> [PROVIDED RECORDS]
"""

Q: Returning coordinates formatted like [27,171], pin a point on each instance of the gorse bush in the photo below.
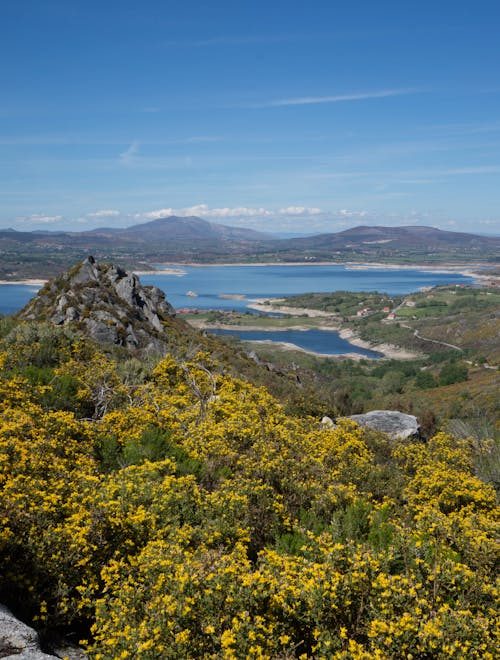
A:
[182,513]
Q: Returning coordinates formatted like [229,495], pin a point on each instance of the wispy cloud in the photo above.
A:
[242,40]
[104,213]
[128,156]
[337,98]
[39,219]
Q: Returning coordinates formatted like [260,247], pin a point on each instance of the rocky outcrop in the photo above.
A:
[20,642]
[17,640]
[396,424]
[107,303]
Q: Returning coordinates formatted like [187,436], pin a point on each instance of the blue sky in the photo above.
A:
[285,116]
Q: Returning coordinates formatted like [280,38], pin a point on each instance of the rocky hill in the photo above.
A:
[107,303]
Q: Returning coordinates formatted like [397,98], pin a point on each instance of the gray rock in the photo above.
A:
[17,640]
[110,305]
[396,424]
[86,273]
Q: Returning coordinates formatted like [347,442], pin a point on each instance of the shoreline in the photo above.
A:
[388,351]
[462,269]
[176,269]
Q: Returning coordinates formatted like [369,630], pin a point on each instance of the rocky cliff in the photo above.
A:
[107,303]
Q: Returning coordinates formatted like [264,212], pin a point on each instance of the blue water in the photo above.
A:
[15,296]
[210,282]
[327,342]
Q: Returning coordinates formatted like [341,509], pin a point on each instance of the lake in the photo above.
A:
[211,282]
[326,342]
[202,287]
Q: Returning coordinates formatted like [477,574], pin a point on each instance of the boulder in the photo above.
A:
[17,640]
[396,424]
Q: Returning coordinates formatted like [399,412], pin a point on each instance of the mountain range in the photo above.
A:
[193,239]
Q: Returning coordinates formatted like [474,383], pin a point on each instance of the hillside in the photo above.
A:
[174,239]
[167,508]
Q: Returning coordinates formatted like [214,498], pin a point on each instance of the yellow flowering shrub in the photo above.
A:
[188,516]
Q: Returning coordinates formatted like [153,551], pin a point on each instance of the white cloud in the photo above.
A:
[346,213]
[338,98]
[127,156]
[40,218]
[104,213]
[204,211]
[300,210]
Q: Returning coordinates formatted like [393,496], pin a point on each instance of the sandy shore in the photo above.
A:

"""

> [THE PROBLEM]
From the line containing "Q: Returning coordinates formatted like [393,496], pin" through the end of the material, print each line exactly as it appears.

> [SOLUTION FOR THIS TASK]
Q: Returning coordinates formatted like [393,496], pin a point on each instance of the sandy shore in the photo above.
A:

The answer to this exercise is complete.